● **TRECHO**:

Hypertension and psychiatric morbidity: a tertiary care setting experience

Resumos

A hipertensão arterial sistêmica representa um dos principais fatores de risco para as doenças cardiovasculares que são a principal causa de morte em nosso meio. Hipertensos que frequentam hospital terciário apresentam elevada co-morbidade incluindo distúrbios psiquiátricos. O objetivo deste estudo é avaliar a morbidade psiquiátrica em hipertensos graves. Este estudo foi realizado em ambulatório geral de hospital terciário: 41 pacientes (26 mulheres e 15 homens) foram submetidos a consulta médica com aplicação do PRIME-MD, um questionário específico para diagnóstico de alterações psiquiátricas a ser realizado pelo clínico. A frequência de distúrbios psiquiátricos diferiu em homens e mulheres: 63,4% das mulheres na pesquisa apresentavam algum tipo de distúrbio contra 36,6% dos homens (p=0,012). A maior parte dos diagnósticos foi de distúrbios do humor representados pela depressão associada ou não a distúrbios ansiosos. A média de idade dos pacientes com distúrbio psiquiátrico foi 47,1 anos contra 59,3 anos dos pacientes sem distúrbio psiquiátrico (p=0,0049), mostrando a presença dos distúrbios psiquiátricos em pacientes mais jovens. Outros fatores pesquisados, como a pressão arterial sistólica, a pressão arterial diastólica e índice de massa corpórea não apresentaram diferenças em função dos distúrbios psiquiátricos apresentados. Concluímos que há grande co-morbidade psiquiátrica em hipertensos que frequentam ambulatórios de hospital terciário e que esses distúrbios são mais frequentes em mulheres e em pacientes jovens.

● **QUESTÕES**:
1. Liste os fatores que, segundo o resumo sobre hipertensão e morbidade psiquiátrica, não apresentaram diferenças em função dos distúrbios psiquiátricos.
2. Escreva a continuação do resumo sobre hipertensão e morbidade psiquiátrica a partir da frase final, iniciada por "Concluímos que".

● **DADOS APRESENTADOS**:
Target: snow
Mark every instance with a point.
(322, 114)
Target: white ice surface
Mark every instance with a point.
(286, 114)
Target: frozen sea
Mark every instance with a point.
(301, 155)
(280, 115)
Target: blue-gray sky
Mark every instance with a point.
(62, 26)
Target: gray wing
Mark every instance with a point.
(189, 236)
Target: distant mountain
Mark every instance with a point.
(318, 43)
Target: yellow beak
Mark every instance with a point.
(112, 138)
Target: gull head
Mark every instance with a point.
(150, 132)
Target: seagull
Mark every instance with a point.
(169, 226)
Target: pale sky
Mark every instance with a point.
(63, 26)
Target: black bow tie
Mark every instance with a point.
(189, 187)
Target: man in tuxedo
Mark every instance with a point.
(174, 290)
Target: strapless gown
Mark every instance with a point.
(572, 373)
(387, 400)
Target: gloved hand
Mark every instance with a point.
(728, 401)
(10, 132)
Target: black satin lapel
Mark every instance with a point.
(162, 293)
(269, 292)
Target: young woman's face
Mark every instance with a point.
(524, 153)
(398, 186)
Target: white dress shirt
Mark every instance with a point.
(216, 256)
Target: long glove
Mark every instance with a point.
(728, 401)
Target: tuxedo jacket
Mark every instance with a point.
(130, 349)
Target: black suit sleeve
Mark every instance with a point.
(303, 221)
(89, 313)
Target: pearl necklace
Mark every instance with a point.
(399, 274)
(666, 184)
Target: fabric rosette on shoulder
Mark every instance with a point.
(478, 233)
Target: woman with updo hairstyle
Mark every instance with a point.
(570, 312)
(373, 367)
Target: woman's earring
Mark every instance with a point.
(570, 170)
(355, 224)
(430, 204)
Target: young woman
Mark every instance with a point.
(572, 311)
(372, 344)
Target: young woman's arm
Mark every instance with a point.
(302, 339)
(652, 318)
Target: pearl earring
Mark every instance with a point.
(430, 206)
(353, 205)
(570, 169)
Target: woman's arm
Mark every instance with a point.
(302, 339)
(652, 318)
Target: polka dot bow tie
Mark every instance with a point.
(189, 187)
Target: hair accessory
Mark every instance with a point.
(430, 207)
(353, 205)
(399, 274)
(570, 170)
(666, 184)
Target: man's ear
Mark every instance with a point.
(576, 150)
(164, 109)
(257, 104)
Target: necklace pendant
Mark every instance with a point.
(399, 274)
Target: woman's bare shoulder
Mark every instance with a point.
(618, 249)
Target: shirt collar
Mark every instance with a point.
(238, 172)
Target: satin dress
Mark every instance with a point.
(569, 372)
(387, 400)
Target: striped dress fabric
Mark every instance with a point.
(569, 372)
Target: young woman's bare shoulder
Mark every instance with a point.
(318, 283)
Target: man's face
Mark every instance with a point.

● **RESPOSTAS**:
1. Pressão arterial sistólica, pressão arterial diastólica e índice de massa corpórea.

2.
hipertensão arterial sistêmica; distúrbio psiquiátrico; depressão; ansiedade; co-morbidade


Arterial hypertension is one of the most important risk factor for cardiovascular disease, the main cause of death in Brazil. Hypertensive patients that have treated in tertiary care hospitals have shown elevated co-morbidity including psychiatric disturbances. Our objective is to study psychiatric co-morbidity among severe hypertensive patients. This study was performed in an out-patient clinic of tertiary medical care setting. Forty-one patients were enrolled in this research (26 women, 15 men). They were submitted to a clinical interview and answering the PRIME-MD, a specific questionnaire for diagnosis of psychiatric disturbances (by a general practitioner). Frequencies of psychiatric disturbances were different in men and women: 63.4% of the women in this study showed some type of psychiatric disturbance versus 36.6% of men (p=0.012). The majority of the diagnosis were mood disturbances, mainly depression associated or not with anxious disturbances. Mean age of psychiatric disturbance patients was 47.1 years versus 59.3 years in the patients without psychiatric disturbances (p=0.0049), showing the presence of psychiatric disturbances in younger patients. Other factors as systolic arterial blood pressure, diastolic arterial blood pressure and body mass index did not show any differences associated with psychiatric disturbance. We conclude that there is a great co-morbidity between high complexity hospitals hypertensive patients and that this type of disturbance is more frequent in women and in younger patients.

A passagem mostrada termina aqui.